[Opening Material supplied section]

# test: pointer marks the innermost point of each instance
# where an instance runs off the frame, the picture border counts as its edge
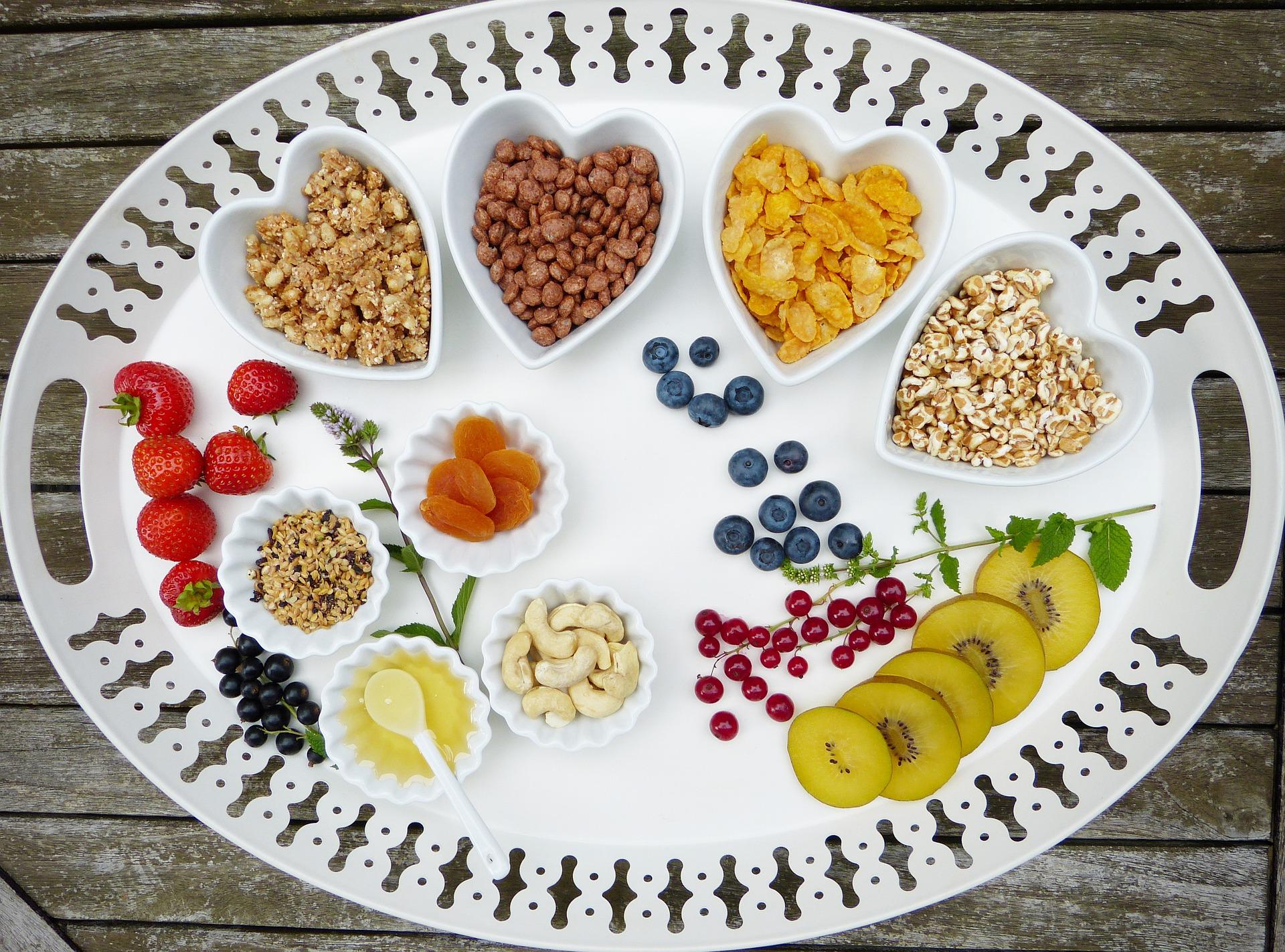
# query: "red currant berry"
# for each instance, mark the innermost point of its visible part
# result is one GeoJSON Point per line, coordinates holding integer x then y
{"type": "Point", "coordinates": [708, 622]}
{"type": "Point", "coordinates": [869, 609]}
{"type": "Point", "coordinates": [708, 689]}
{"type": "Point", "coordinates": [842, 613]}
{"type": "Point", "coordinates": [780, 707]}
{"type": "Point", "coordinates": [734, 631]}
{"type": "Point", "coordinates": [891, 591]}
{"type": "Point", "coordinates": [738, 667]}
{"type": "Point", "coordinates": [798, 603]}
{"type": "Point", "coordinates": [902, 615]}
{"type": "Point", "coordinates": [723, 725]}
{"type": "Point", "coordinates": [754, 688]}
{"type": "Point", "coordinates": [814, 630]}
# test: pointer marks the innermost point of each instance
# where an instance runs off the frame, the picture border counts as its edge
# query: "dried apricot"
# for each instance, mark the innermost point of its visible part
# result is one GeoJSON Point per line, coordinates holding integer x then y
{"type": "Point", "coordinates": [513, 464]}
{"type": "Point", "coordinates": [464, 482]}
{"type": "Point", "coordinates": [476, 437]}
{"type": "Point", "coordinates": [512, 504]}
{"type": "Point", "coordinates": [456, 519]}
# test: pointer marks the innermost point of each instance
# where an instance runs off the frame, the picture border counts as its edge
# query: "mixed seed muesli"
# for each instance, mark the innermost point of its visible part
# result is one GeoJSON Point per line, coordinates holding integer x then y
{"type": "Point", "coordinates": [314, 571]}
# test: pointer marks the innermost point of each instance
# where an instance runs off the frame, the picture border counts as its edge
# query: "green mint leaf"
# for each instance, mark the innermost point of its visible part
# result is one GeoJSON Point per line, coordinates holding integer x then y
{"type": "Point", "coordinates": [1055, 537]}
{"type": "Point", "coordinates": [950, 567]}
{"type": "Point", "coordinates": [315, 741]}
{"type": "Point", "coordinates": [462, 604]}
{"type": "Point", "coordinates": [938, 514]}
{"type": "Point", "coordinates": [1022, 531]}
{"type": "Point", "coordinates": [1109, 551]}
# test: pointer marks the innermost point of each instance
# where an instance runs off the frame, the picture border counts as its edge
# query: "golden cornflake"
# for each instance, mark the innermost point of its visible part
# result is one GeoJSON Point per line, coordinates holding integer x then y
{"type": "Point", "coordinates": [811, 256]}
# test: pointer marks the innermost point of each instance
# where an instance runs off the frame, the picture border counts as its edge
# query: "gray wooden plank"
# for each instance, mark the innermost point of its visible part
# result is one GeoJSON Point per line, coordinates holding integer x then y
{"type": "Point", "coordinates": [1076, 896]}
{"type": "Point", "coordinates": [25, 929]}
{"type": "Point", "coordinates": [1215, 785]}
{"type": "Point", "coordinates": [153, 82]}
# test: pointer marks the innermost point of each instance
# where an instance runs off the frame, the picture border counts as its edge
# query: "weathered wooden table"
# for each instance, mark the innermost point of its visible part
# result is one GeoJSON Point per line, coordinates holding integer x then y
{"type": "Point", "coordinates": [93, 857]}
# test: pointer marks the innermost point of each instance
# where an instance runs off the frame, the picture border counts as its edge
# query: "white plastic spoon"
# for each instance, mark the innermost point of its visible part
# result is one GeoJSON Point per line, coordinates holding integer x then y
{"type": "Point", "coordinates": [396, 703]}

[Closing Material supplied section]

- _Task brief_
Where the data contains an image, skip the image and copy everything else exactly as it appears.

- _Output for this exercise_
# test: pointer marks the innermost point of each instance
# where an instance runs off the frame, the picture border counts as its edge
# query: "red currant berry"
# for each instance, mark the innermost point of its visible part
# result is one GeoJSON Point per line, coordinates holding integer x then y
{"type": "Point", "coordinates": [708, 622]}
{"type": "Point", "coordinates": [869, 609]}
{"type": "Point", "coordinates": [708, 689]}
{"type": "Point", "coordinates": [842, 613]}
{"type": "Point", "coordinates": [780, 707]}
{"type": "Point", "coordinates": [734, 631]}
{"type": "Point", "coordinates": [891, 591]}
{"type": "Point", "coordinates": [738, 667]}
{"type": "Point", "coordinates": [798, 603]}
{"type": "Point", "coordinates": [902, 615]}
{"type": "Point", "coordinates": [723, 725]}
{"type": "Point", "coordinates": [754, 688]}
{"type": "Point", "coordinates": [814, 630]}
# test: pointer marks the innermost point of each instance
# where an instance runs off the frame, the picture border counts as its edge
# query: "dried apricot"
# for each instance, mark the innermost point of its visible part
# result is one GeoJSON Point per line, coordinates holding integer x then y
{"type": "Point", "coordinates": [513, 464]}
{"type": "Point", "coordinates": [464, 482]}
{"type": "Point", "coordinates": [476, 437]}
{"type": "Point", "coordinates": [512, 504]}
{"type": "Point", "coordinates": [456, 519]}
# test: pointer marks the innermost point of each instance
# where an instance runs off the frame, the picture border counts as its edge
# query: "mixed seed muesli"
# for each instance, mark the innermost point of its visible part
# result is one GeoJSON Point per line, coordinates holding integer x then y
{"type": "Point", "coordinates": [314, 571]}
# test: pointer marks the innermost point of each instance
# where an instance runs off the frame, the picture border counts as its edge
# query: "green mint leaf"
# for each instance, mark the innermost point of its visible part
# result is one GeoJSON Point per line, coordinates holding integer x then y
{"type": "Point", "coordinates": [1055, 537]}
{"type": "Point", "coordinates": [950, 567]}
{"type": "Point", "coordinates": [315, 741]}
{"type": "Point", "coordinates": [462, 604]}
{"type": "Point", "coordinates": [938, 514]}
{"type": "Point", "coordinates": [1022, 531]}
{"type": "Point", "coordinates": [1109, 551]}
# test: pointer marks the innermost point of each instance
# where an instance runs off the frame, the picture border counts as its edge
# query: "golden cornflake"
# for each instance, mark the innermost point of its visible part
# result is one GeoJSON Point per line, coordinates holding integer x then y
{"type": "Point", "coordinates": [811, 256]}
# test: pointer marks the innermost point of each instance
# where an instance runs off the frame, the picture border counts as its edge
# query: "gray wooden plank"
# for each instance, mark the innermost point of its visible part
# result is one GeoJSON Point per line, coordinates holding integer x then y
{"type": "Point", "coordinates": [1076, 896]}
{"type": "Point", "coordinates": [25, 929]}
{"type": "Point", "coordinates": [1215, 785]}
{"type": "Point", "coordinates": [153, 82]}
# test: pointer marks the innermost point of each instance
# where an instance runs off the frame, the picture border counts as its edge
# query: "weathered wooden table"
# for each instance, mark the innermost point of its visible part
# result is one GeoJSON Point per line, coordinates holding integer x then y
{"type": "Point", "coordinates": [93, 857]}
# test: pointer marks the innermost point of each instance
# where an instance runs off the frame, the picture border counts as its edge
# query: "white plastic spoon"
# for each instance, mark the innermost point of its visible part
# result is one GeoJSON Point per line, coordinates holding integer x then y
{"type": "Point", "coordinates": [396, 703]}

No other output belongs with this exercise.